TAREAS:
A – Responde estas preguntas a partir del texto sobre María Noel Riccetto:
(i) ¿Cuántos años tiene María Noel Riccetto?
(ii) ¿De qué lugar provienen sus raíces maternas?
(iii) ¿Cuántos pares de zapatillas de punta gastó a lo largo de su camino?
B – Prosigue el texto sobre María Noel Riccetto a partir de su última oración.

Sus pies, que de niña no le gustaban, la llevaron a ser la figura mayor del ballet uruguayo. Hoy es una celebridad popular en un país que suele reservar su olimpo a futbolistas y cantantes. El camino duró una eternidad de sudor, renuncias y satisfacciones en la que gastó más de mil pares de zapatillas de punta. A esa larga marcha todavía le queda un día. Mañana, sábado 28, María Noel Riccetto –esa sílfide carnívora y amable– tendrá su última ovación como bailarina profesional.
Son las cuatro y veinte de la tarde. El elevador se está cerrando en el cuarto piso del Auditorio Nacional del SODRE. Una bailarina da un salto y entra con tanta agilidad que el ojo del sensor de las puertas no hace más que un parpadeo.
–Dormí un montón –dice, apenas la física se acuerda de que alguna vez existió Isaac Newton y la deposita en tierra–. Es que antes me había comido un plato así de ravioles –agrega.
María Noel Riccetto se puede permitir una siesta. Tiene 39 años y está bailando el último papel de su carrera. Quizá eso le agregue levedad, o quizá el peso de ese momento la obligue, como una forma de exorcismo, a refugiarse en las aristas más burbujeantes de su carácter. O tal vez simplemente ella es así. En el fondo nadie conoce cómo es nadie en el fondo.
Las dobles consonantes de su apellido revelan que su familia paterna vino de Italia. No sabe exactamente de dónde. Las raíces maternas son más precisas: provienen de Calice Ligure, en el noroeste italiano. El abuelo Barusso era capitán de navío a fines de los años 70 y fue diplomático. El abuelo Riccetto tenía campo en Durazno.

ENTRADAS DE DATOS:
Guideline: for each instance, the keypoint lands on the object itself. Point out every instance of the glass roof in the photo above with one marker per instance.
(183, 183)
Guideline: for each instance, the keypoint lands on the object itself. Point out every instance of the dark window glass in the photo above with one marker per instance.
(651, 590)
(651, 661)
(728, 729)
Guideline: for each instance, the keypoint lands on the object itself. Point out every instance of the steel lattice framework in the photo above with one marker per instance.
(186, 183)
---
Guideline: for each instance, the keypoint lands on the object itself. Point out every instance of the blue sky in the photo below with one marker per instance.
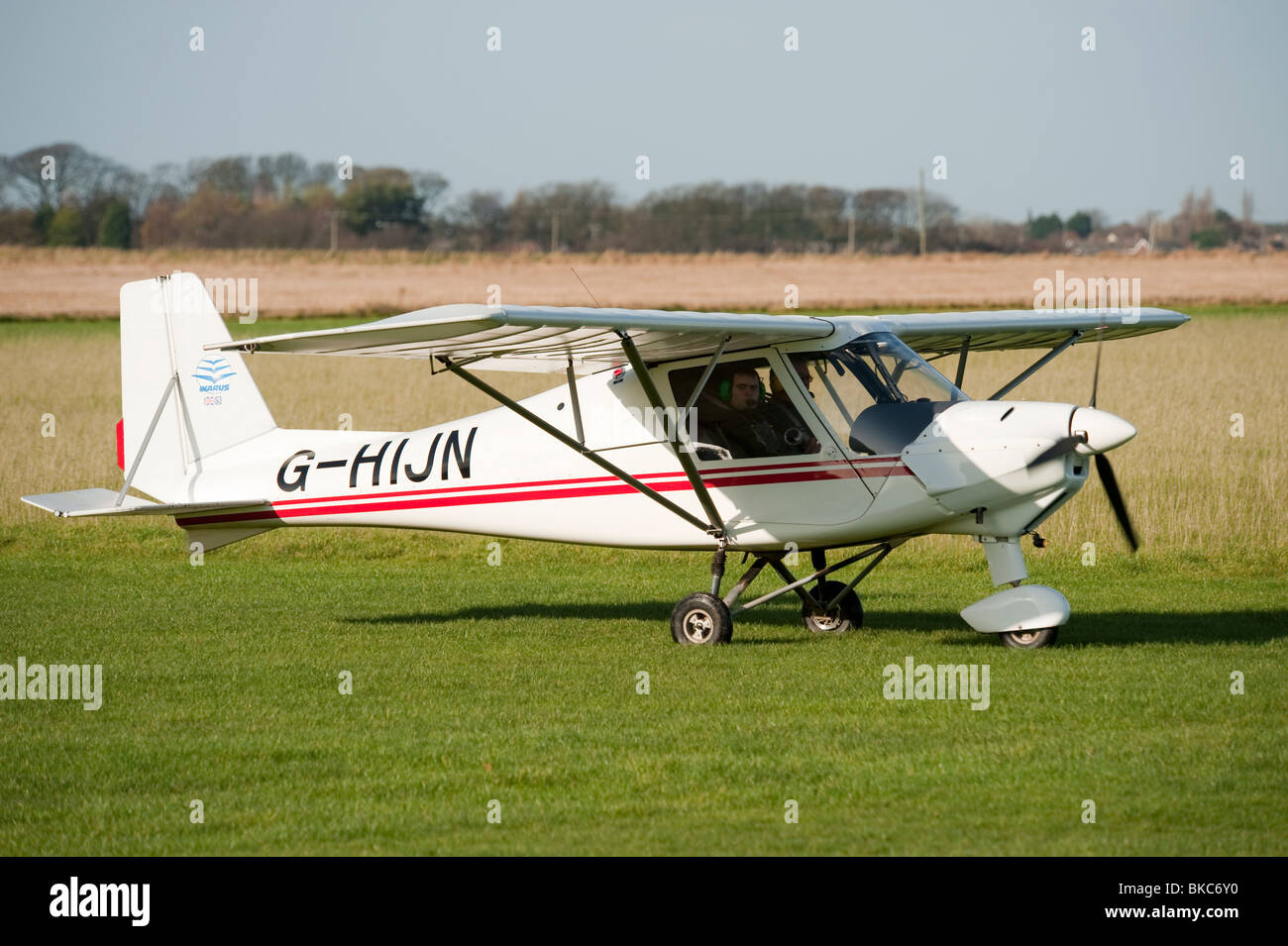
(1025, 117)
---
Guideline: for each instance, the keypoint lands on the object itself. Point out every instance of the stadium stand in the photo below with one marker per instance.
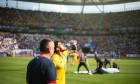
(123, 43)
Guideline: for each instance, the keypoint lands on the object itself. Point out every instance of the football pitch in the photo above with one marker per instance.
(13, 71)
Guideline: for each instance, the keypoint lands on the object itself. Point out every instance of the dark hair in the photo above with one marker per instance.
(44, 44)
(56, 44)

RESPUESTAS POR TAREA:
A –
(i) 39 años.
(ii) De Calice Ligure, en el noroeste italiano.
(iii) Más de mil pares.

B –
Se ha extendido la idea de que ella nació en ese departamento del centro del país, pero en verdad nació en Montevideo el 27 de marzo de 1980. Ocurre que el establecimiento familiar la llevó a vivir en campaña y cursar “algo parecido al jardín de infantes” en una escuela rural de Puntas de Herrera. Cuando llegó el tiempo de entrar a primaria se mudaron a Montevideo, aunque las vacaciones casi siempre las pasaba “afuera”, en el kilómetro 319, muy cerca del límite con Tacuarembó.
–Tengo muchos recuerdos de crecer al aire libre, de estar en familia todos muy unidos, de jugar en la naturaleza, con esa libertad de salir a corretear sin horarios... Y después me vine a meter en esto –bromea.
De niña también iba a la playa. Ahí escondía los pies debajo de la arena, porque no le gustaban. En la adolescencia evitaba las sandalias abiertas para no mostrar el arco pronunciado del empeine. Ahora reconoce que no son tan feos. Los cuida tanto que no permite que nadie le corte las uñas.
–Son los que me han dado de comer –dice, para explicar esa reconciliación.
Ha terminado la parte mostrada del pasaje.